What to produce:
Please return the data word for word and leave out any picture it contains.

Data extracted from a collection:
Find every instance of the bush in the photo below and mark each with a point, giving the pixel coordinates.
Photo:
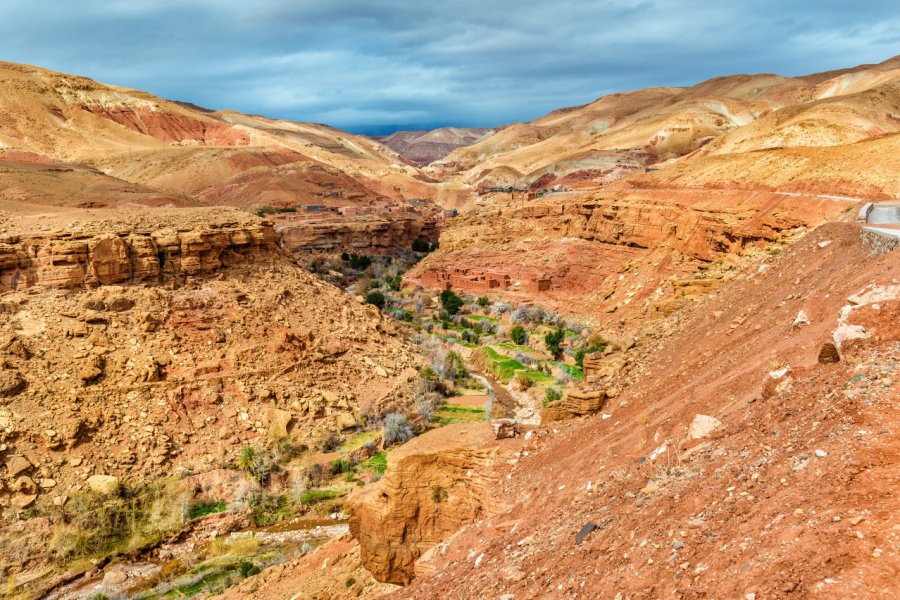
(375, 298)
(552, 395)
(360, 262)
(455, 367)
(553, 340)
(247, 569)
(523, 381)
(340, 465)
(397, 429)
(254, 464)
(451, 302)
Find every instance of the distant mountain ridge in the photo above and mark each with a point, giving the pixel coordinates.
(425, 147)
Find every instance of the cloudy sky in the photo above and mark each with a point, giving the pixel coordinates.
(377, 65)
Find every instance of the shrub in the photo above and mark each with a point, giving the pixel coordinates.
(451, 302)
(438, 494)
(500, 308)
(553, 340)
(360, 262)
(455, 367)
(397, 429)
(254, 464)
(375, 298)
(247, 569)
(552, 395)
(523, 381)
(340, 465)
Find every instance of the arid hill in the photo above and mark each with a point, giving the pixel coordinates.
(424, 147)
(621, 133)
(176, 149)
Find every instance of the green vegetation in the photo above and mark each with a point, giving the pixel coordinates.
(206, 507)
(551, 395)
(377, 464)
(313, 496)
(359, 262)
(451, 302)
(552, 341)
(375, 298)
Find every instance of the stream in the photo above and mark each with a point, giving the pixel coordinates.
(141, 578)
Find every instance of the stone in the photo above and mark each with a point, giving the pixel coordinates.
(434, 484)
(114, 578)
(278, 422)
(24, 501)
(801, 319)
(829, 353)
(11, 383)
(103, 484)
(16, 465)
(505, 428)
(702, 426)
(24, 485)
(587, 529)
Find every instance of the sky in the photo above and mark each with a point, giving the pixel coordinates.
(375, 66)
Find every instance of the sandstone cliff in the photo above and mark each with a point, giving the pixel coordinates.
(434, 485)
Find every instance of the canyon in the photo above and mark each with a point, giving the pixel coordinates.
(220, 302)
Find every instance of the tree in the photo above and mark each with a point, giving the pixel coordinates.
(376, 298)
(451, 302)
(397, 429)
(552, 395)
(553, 340)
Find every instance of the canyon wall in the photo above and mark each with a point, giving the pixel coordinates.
(157, 256)
(434, 485)
(376, 235)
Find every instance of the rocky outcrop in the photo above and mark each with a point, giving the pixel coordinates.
(167, 255)
(577, 402)
(434, 485)
(367, 234)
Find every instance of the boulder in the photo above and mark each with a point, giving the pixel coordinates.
(103, 484)
(16, 465)
(829, 353)
(11, 383)
(702, 426)
(577, 402)
(505, 428)
(279, 422)
(434, 485)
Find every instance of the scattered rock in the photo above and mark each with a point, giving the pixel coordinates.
(103, 484)
(702, 426)
(587, 529)
(11, 383)
(16, 465)
(114, 578)
(829, 353)
(801, 320)
(505, 428)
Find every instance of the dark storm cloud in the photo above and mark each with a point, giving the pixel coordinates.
(368, 65)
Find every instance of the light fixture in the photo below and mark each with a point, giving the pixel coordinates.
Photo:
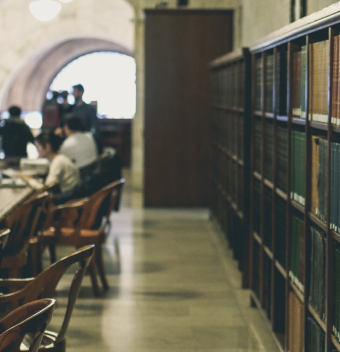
(45, 10)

Task result:
Find every instance of the bush in the photo below and mark each with a point, giving the pixel coordinates.
Photo:
(375, 298)
(552, 395)
(360, 262)
(455, 367)
(553, 340)
(247, 569)
(523, 381)
(340, 465)
(397, 429)
(254, 464)
(451, 302)
Find every instance of the distant mountain ridge in the photo above and mark each with a point, giving the pixel coordinates.
(425, 147)
Find every instance of the cloudy sky in the photo above and mark each with a point, giving the pixel coordinates.
(377, 65)
Find every instance of the shrub in the photo above and mark each with a point, giving the pixel coordinates.
(451, 302)
(438, 494)
(500, 308)
(553, 340)
(360, 262)
(455, 367)
(397, 429)
(254, 464)
(375, 298)
(247, 569)
(552, 395)
(523, 381)
(340, 465)
Find every instance of the arid hill in the photo above and mark each with a point, giving the pixel coordinates.
(424, 147)
(621, 133)
(176, 149)
Find every instance of the green vegetation in the photo above and mark each with a point, giving the pixel coordinates.
(206, 507)
(551, 395)
(377, 464)
(313, 496)
(359, 262)
(451, 302)
(552, 341)
(375, 298)
Find every instance of the stream in the photo above and mark each with a point, giving the pixel coordinates.
(141, 578)
Find every instance of the stone in the photo above and mark each with a point, giving the pixel coordinates.
(434, 484)
(114, 578)
(278, 422)
(24, 501)
(801, 319)
(829, 353)
(11, 383)
(103, 484)
(16, 465)
(505, 428)
(702, 426)
(24, 485)
(587, 529)
Find every instance of the sky in the photo above and mark each with a point, giving the pixel coordinates.
(375, 66)
Find every instance of the sandstone cliff in the photo above and mark each with a point, giving the pixel coordinates.
(434, 485)
Find every instance of the canyon in the photo above and mark each with a point, giving the pixel coordinates.
(220, 302)
Find every instance of the tree in the photo above and mark each with a point, giving the pixel coordinates.
(376, 298)
(451, 302)
(397, 429)
(552, 395)
(553, 340)
Find every instance of the canyon wall in the photo above and mark each with a point, giving the pixel coordinates.
(157, 256)
(434, 485)
(376, 235)
Find every instance of the rocky outcrop in the photo above and mark each with a point, giving the pixel coordinates.
(167, 255)
(577, 402)
(434, 485)
(367, 234)
Find every instance of the boulder in the photo above and mark each with a point, giving the pixel coordinates.
(103, 484)
(16, 465)
(829, 353)
(11, 383)
(702, 426)
(577, 402)
(505, 428)
(279, 422)
(434, 485)
Find every instance of the scattered rock in the photo above and mark each with a point, giving the pixel coordinates.
(103, 484)
(702, 426)
(587, 529)
(11, 383)
(16, 465)
(114, 578)
(829, 353)
(801, 320)
(505, 428)
Find every instance of the dark storm cloud in the photo above and mark each with a point, giving the pixel coordinates.
(368, 65)
Find every instance of the light fixture in the photo below and mark each with a point, giving the pixel coordinates.
Photo:
(45, 10)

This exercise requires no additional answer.